WHAT THE TASK ASKS:
Please report every line of the listing below that has the word "crouching" in it.

MATERIALS PROVIDED:
_ _ _ _
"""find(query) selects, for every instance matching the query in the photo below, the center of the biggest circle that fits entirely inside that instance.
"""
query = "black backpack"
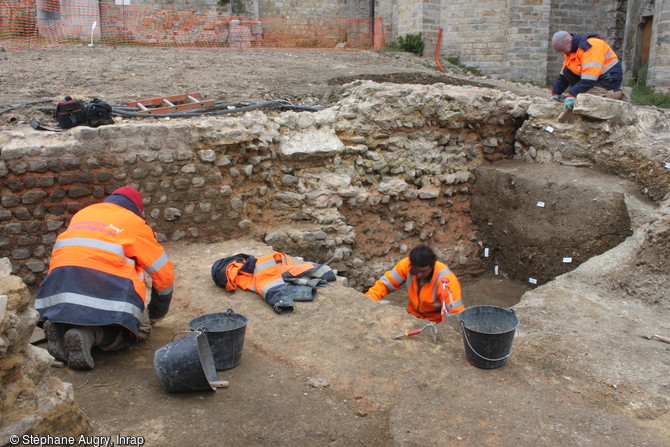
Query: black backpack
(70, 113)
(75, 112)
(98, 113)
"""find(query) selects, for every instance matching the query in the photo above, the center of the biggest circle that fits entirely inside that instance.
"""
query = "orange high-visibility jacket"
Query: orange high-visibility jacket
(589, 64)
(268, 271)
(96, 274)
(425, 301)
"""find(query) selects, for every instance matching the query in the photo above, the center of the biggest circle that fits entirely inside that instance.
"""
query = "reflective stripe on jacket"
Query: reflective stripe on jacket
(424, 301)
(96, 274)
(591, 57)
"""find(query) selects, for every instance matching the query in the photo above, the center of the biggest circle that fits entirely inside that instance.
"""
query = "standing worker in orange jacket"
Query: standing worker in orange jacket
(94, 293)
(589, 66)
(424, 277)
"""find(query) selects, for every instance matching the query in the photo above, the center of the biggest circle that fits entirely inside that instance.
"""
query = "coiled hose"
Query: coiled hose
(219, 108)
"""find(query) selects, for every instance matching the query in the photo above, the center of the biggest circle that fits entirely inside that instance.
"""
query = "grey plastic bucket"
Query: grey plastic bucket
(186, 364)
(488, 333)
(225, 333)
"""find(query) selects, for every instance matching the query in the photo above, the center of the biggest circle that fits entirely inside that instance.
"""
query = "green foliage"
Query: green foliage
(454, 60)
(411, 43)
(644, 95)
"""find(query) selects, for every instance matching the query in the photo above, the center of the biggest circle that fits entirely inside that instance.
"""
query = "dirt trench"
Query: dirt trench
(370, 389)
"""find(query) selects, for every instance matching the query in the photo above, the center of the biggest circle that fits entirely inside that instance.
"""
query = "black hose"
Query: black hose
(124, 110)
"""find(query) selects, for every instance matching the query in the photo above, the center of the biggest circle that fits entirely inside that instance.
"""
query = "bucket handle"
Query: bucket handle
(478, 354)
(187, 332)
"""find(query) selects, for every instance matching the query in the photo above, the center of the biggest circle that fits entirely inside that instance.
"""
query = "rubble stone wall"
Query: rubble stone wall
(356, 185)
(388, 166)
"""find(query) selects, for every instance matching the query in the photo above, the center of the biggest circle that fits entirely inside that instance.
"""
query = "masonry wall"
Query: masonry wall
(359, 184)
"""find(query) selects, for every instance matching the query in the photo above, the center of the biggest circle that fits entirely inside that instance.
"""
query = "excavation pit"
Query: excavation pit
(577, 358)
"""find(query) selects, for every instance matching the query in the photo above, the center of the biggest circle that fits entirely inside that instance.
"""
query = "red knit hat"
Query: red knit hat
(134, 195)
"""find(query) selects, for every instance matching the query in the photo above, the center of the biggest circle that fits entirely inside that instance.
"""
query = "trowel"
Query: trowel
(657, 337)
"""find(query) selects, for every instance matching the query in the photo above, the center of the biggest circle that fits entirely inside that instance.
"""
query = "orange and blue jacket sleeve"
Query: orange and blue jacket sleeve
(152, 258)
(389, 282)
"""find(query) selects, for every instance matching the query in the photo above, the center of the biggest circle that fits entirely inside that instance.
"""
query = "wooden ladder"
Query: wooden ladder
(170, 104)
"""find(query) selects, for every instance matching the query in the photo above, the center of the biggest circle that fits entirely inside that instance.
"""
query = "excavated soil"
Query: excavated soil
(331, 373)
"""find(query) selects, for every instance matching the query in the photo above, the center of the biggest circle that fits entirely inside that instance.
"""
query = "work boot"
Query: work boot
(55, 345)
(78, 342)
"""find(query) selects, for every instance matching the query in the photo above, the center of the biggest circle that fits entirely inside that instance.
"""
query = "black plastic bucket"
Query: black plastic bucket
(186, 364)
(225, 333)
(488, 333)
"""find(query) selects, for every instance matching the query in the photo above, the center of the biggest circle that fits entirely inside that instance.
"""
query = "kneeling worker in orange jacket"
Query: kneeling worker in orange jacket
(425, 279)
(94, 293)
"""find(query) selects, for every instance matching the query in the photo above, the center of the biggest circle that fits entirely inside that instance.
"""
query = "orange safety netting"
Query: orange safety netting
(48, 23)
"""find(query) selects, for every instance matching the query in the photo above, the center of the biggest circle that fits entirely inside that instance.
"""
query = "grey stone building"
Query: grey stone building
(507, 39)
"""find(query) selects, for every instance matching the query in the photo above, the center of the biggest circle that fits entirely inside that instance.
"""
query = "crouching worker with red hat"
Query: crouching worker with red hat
_ _ _ _
SOLUTION FOR THIS PROBLEM:
query = "crouching worker with red hat"
Query: crouching worker with red hat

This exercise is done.